OPDRACHT: Zoek in de gegevens hieronder alle regels waarin het woord "tree" staat en neem elk van die regels over.
------
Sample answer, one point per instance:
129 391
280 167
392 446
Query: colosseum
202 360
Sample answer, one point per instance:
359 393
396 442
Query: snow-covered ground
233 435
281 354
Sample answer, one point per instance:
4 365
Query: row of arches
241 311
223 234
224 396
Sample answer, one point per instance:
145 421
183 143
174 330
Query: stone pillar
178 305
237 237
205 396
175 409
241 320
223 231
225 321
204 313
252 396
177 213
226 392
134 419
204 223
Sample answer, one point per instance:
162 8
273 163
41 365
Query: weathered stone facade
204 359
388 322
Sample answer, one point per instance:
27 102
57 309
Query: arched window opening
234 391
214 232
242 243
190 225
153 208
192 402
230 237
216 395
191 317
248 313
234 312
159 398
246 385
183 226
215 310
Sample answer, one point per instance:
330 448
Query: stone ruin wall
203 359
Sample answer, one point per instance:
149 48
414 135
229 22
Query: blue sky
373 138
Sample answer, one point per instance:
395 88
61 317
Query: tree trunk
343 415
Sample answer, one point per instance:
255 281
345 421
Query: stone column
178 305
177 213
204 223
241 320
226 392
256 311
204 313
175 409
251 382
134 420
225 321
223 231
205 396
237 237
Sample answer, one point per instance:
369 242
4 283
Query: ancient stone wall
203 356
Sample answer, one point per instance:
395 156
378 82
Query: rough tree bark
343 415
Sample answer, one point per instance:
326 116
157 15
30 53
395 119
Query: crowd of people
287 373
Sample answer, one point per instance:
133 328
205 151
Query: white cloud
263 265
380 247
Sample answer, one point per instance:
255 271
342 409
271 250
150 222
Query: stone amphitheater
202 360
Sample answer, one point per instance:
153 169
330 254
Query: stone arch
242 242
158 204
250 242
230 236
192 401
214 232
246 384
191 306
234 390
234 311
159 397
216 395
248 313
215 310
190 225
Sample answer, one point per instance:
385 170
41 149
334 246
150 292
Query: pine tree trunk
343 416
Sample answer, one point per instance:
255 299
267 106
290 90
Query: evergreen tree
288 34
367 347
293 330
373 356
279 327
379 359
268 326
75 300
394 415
------
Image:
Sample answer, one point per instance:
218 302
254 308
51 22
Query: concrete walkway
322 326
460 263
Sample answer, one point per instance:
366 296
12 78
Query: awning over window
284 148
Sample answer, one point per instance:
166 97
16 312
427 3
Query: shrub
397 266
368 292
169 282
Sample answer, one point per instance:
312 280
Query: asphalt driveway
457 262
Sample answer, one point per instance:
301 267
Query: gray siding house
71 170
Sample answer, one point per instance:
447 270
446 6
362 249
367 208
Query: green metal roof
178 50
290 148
------
ANTWOORD:
Query: tree trunk
Query: rough tree bark
Query: pine tree trunk
Query: evergreen tree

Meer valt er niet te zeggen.